(Rows from a pointing dataset)
══════

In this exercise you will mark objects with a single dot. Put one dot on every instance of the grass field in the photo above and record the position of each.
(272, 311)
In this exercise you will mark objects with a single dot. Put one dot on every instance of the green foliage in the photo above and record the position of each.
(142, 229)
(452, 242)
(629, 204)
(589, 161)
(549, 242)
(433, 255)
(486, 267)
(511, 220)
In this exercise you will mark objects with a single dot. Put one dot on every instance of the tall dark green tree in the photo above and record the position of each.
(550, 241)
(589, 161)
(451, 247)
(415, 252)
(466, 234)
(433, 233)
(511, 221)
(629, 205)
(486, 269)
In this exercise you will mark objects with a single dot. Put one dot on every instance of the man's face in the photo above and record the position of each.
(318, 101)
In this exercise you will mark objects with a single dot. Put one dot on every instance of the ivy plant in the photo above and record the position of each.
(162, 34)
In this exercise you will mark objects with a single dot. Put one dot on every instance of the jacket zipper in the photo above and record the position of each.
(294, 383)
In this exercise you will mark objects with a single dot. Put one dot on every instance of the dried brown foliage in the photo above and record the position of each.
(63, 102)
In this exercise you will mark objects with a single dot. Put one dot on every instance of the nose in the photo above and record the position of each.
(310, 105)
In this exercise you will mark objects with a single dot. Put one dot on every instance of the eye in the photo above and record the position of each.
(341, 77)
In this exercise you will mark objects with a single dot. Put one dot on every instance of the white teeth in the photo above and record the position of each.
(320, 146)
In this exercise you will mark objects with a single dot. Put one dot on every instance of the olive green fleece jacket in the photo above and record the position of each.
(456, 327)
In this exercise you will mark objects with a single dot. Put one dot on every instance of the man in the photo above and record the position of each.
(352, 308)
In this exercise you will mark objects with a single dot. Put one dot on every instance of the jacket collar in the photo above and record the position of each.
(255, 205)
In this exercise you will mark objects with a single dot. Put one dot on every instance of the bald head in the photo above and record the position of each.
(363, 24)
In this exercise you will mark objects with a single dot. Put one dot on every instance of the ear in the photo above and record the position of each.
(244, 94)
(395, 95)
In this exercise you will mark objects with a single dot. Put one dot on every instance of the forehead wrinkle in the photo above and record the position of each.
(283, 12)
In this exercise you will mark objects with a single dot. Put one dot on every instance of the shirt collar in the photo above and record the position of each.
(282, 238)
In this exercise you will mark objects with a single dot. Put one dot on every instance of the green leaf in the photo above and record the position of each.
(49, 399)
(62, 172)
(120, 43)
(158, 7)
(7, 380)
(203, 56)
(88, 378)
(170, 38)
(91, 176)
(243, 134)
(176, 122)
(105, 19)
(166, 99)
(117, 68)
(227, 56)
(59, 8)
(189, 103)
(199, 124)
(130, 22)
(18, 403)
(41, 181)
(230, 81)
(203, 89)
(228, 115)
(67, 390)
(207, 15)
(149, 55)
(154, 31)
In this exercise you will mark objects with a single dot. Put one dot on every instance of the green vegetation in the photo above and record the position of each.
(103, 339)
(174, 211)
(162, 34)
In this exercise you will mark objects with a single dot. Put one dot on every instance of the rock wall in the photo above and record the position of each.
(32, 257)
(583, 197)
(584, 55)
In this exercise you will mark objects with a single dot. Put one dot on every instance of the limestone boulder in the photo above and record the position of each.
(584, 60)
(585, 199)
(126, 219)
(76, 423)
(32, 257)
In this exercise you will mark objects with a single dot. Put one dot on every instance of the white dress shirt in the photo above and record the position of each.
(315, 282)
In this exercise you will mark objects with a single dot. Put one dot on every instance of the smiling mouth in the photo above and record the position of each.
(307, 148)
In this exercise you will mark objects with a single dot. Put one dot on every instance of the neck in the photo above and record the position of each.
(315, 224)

══════

**DIRECTIVE**
Copy out every line from the one containing "of the limestone" to the end of the material, both ends included.

**ANSWER IN FULL**
In this exercise you will mark objects with a single dot. Put one dot on every instance of the limestone boulder in the photo above and record the position of each.
(584, 60)
(585, 199)
(126, 219)
(76, 423)
(32, 257)
In this exercise you will mark objects with a single dot. Put one dot on every instance of the white dress shirt in the photo above and record the position of each.
(315, 282)
In this exercise you will mark objects with a single dot. Put one dot on every instance of the smiling mouth in the photo above and record the position of each.
(307, 148)
In this exercise you will mark objects with a single dot. Put one dot on every instance of the neck in the photo above and record the position of each.
(315, 224)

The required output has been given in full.